- _Zitierter Textauszug_

──────────

Romantik vor der Schultür

Am Schlossgymnasium Gützkow geht man erste Schritte hin zu offenen Unterrichtsvorhaben

Projektdaten

Klassenstufen:
11

Anzahl der Schüler/innen:
20

Anzahl der Lehrer/innen:
1

Fachbereiche:
Kunst

Wochenstunden:
4

Das Projekt

Am Schlossgymnasium Gützkow ist der Unterrichtsalltag vielfältig – Stationenlernen und Projektunterricht, jahrgangsgemischtes Lernen in Arbeitsgruppen am Nachmittag, Themenwochen und Exkursionen lassen sich genauso finden wie fest geregelter, frontaler Lehrgangsunterricht nach Stundenplan. Einige Lehrerinnen und Lehrer sind dazu übergegangen, möglichst viele Lernvorhaben an den Fragen der Schülerinnen und Schüler und realen Ereignissen im und an dem Gützkower Gemeinwesen zu orientieren. In einem ihrer alten Amtsblätter schreibt die Stadt, dass Caspar David Friedrich zu Anfang seiner künstlerischen Arbeit interessante Motive um Gützkow suchte und fand. Eine Information, die für den Kunstlehrer zum Ausgangspunkt eines offenen Unterrichtsprojekts wurde. Fast täglich haben die Schüler/innen eine Stunde lang die Möglichkeit, das Lernfeld Kunstgeschichte forschend zu erkunden. Sie betreten die Romantik vor der eigenen Haustür.

Der Auslöser

Die Schulkonferenz am Schlossgymnasium Gützkow diskutiert darüber, ob und wie die Stundentafel flexibler gestaltet und anders rhythmisiert werden soll. Bisher konnte sie sich nicht zu einem Modell durchringen. Die Lehrkräfte, die offene Lehr- und Lernformen praktizieren wollen, werden aber nicht gehindert und nutzen bestehende Freiräume. Lehrkräfte, die von Fortbildungen zurückkehren, oder junge Referendar/innen beginnen dann einfach, forschendes Lernen auch im 45-Minuten-Takt zu umzusetzen. Für das Projekt über Caspar David Friedrich gab es zwei Gründe: die Tatsache, dass er zu Lebzeiten in Gützkow war, sowie ein Unterstützungsangebot durch die Medienberaterin des Landes Mecklenburg-Vorpommern, Projektunterricht mit medienpädagogischen Aspekten zu verknüpfen. So kamen Inhalt und Methode zusammen.

──────────

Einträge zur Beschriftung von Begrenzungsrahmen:
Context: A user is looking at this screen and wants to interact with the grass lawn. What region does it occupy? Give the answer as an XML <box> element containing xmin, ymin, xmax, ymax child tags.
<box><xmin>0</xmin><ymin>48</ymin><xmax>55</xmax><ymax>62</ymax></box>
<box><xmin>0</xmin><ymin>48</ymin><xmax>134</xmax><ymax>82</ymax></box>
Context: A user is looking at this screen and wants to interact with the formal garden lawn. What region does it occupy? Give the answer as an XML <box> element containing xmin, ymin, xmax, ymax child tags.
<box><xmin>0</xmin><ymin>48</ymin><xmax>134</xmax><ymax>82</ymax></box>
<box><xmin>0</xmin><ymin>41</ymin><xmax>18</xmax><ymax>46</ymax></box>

──────────

- _Aufgabenstellung 1_
Zitieren Sie aus dem Text über das Kunstprojekt in Gützkow wortgetreu den Abschnitt zwischen „Die Schulkonferenz am“ und „und Methode zusammen.“, beide Stellen eingeschlossen.
- _Aufgabenstellung 2_
Übertragen Sie sämtliche Zeilen aller Datensätze in eine Markdown-Tabelle mit den Spalten „Nummer“ und „Zeile“, wobei Leerzeilen entfallen.

- _Lösung 1_
Die Schulkonferenz am Schlossgymnasium Gützkow diskutiert darüber, ob und wie die Stundentafel flexibler gestaltet und anders rhythmisiert werden soll. Bisher konnte sie sich nicht zu einem Modell durchringen. Die Lehrkräfte, die offene Lehr- und Lernformen praktizieren wollen, werden aber nicht gehindert und nutzen bestehende Freiräume. Lehrkräfte, die von Fortbildungen zurückkehren, oder junge Referendar/innen beginnen dann einfach, forschendes Lernen auch im 45-Minuten-Takt zu umzusetzen. Für das Projekt über Caspar David Friedrich gab es zwei Gründe: die Tatsache, dass er zu Lebzeiten in Gützkow war, sowie ein Unterstützungsangebot durch die Medienberaterin des Landes Mecklenburg-Vorpommern, Projektunterricht mit medienpädagogischen Aspekten zu verknüpfen. So kamen Inhalt und Methode zusammen.

- _Lösung 2_
| Nummer | Zeile |
|---|---|
| 1 | Context: A user is looking at this screen and wants to interact with the grass lawn. What region does it occupy? Give the answer as an XML <box> element containing xmin, ymin, xmax, ymax child tags. |
| 2 | <box><xmin>0</xmin><ymin>48</ymin><xmax>55</xmax><ymax>62</ymax></box> |
| 3 | <box><xmin>0</xmin><ymin>48</ymin><xmax>134</xmax><ymax>82</ymax></box> |
| 4 | Context: A user is looking at this screen and wants to interact with the formal garden lawn. What region does it occupy? Give the answer as an XML <box> element containing xmin, ymin, xmax, ymax child tags. |
| 5 | <box><xmin>0</xmin><ymin>48</ymin><xmax>134</xmax><ymax>82</ymax></box> |
| 6 | <box><xmin>0</xmin><ymin>41</ymin><xmax>18</xmax><ymax>46</ymax></box> |